[Selection start]

The Adamson House and its associated land, which was known as Vaquero Hill in the nineteenth century,[3] is a historic house and gardens in Malibu, California. The residence and estate is on the coast, within Malibu Lagoon State Beach park.

It has been called the "Taj Mahal of Tile" due to its extensive use of decorative ceramic tiles created by Rufus Keeler of Malibu Potteries. The house was built in 1930 for Rhoda Rindge Adamson and Merritt Huntley Adamson, based on a Mediterranean Revival design by Stiles O. Clements of the architectural firm of Morgan, Walls & Clements. The Adamson House was added to the National Register of Historic Places in 1977, and designated as California Historical Landmark No. 966 in 1985.

History[edit]

Rindge-Adamson family[edit]

Rhoda Agatha Rindge Adamson was the daughter of Frederick Hastings Rindge, a wealthy Boston businessman relocated to Los Angeles, who owned the "Rindge Ranch," which included the historic Spanish land concession Rancho Topanga Malibu Sequit, enlarged by subsequent land purchases surrounding the ranch. The Rindge Ranch thus encompassed present day Malibu, California and small portions of the Santa Monica Mountains.[2][4]

Merritt Adamson (1888–1949) was a graduate of the University of Southern California Law School and was the captain of the 1912 football team, the first USC team to be known as the "Trojans."[5] Adamson met Rhoda Rindge while he was employed as the foreman of the Rindge Ranch. Rhoda Rindge reportedly became interested in him when she helped to nurse him back to good health after he was injured in an accident. The couple was married in 1915. In 1916 Adamson established a dairy business in the San Fernando Valley, in Tarzana known as Adohr Farms, the name representing his wife's name spelled backwards.[4][5] The business became one of the country's largest dairies, operating one of the largest herds of Guernsey cows in the world.[5]

Construction and architecture[edit]

The two-story, ten-room Adamson House was designed by Stiles O. Clements and built of steel-reinforced concrete.[6] Completed in 1930, Stiles called the house an outstanding example of modified Mediterranean Revival-style architecture.[7] Architectural historians refer to the style as a synthesis of Spanish Colonial Revival and Moorish Revival architecture.

House and courtyard
Neptune Fountain

The house features teak woodworking, fireplaces in several interior and outdoor patio rooms, handpainted ceilings, lead-framed bottle glass windows, and "wrought-iron filigrees fitting over the windows like intricate jewelery."[2][8] The main floor is dominated by a large living room with windows on three sides. The room is still furnished as it was when the Adamsons lived there, including the large radio on which the family received news of the attack on Pearl Harbor. Other rooms on the main floor include a guest bedroom with a bathroom that is tiled literally from floor to ceiling, a dining room with an old convent table overlooking the ocean, a kitchen with an early version of a dishwasher and a colorful tiled clock, and the main entrance with its imposing wood door and tiled entrance table.

[Selection end]
[Data provided start]

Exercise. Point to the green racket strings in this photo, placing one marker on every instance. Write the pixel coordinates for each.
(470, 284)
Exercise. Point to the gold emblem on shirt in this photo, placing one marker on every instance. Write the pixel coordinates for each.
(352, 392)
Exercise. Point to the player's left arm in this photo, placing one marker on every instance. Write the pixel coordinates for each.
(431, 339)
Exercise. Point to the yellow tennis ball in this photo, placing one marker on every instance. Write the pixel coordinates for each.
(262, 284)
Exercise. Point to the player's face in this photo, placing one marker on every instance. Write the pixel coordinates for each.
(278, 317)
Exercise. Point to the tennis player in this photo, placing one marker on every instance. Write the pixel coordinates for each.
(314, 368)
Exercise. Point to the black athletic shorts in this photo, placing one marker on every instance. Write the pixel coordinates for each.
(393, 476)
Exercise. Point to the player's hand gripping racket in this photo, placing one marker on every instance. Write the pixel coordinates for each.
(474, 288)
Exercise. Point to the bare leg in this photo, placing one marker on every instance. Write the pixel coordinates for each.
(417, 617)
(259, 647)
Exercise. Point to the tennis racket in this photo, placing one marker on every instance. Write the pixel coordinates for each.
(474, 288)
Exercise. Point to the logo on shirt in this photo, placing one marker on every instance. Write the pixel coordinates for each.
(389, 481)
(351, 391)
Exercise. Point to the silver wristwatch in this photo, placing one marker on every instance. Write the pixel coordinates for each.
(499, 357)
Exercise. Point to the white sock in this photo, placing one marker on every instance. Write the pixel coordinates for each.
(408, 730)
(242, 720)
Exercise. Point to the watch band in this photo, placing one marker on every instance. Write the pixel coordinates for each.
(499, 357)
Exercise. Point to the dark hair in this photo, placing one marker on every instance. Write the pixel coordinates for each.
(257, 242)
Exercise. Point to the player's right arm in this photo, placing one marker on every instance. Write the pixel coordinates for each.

[Data provided end]

Instructions →
(1) Count the lines in the rows that contain the word "shirt", treating uppercase and lowercase as different. Reply with only the number.
(2) Pick up the piece on the Adamson House where it stops and keep writing it.

The answers →
(1) 2

(2)
There are four bedrooms and a small kitchenette upstairs. The master bedroom, where Mr. and Mrs. Adamson slept, is on the southwest corner of the house. It has a large tiled bathroom, and Mrs. Adamson's clothes and hat collection remain in her closet. Next to the master bedroom is the one designed for the Adamsons' son; its bathroom has detailed tiles depicting ships and nautical scenes. The girls' bedroom in the center facing the ocean has a tremendous view of the ocean and coast. These three bedrooms open onto a large upstairs patio with the home's most spectacular panoramic view of the ocean, the Malibu lagoon and the coast in both directions. The fourth bedroom upstairs is at the eastern end of the second floor and looks out of a large Dombeya tree that blooms with spectacular bright red flowers in the spring.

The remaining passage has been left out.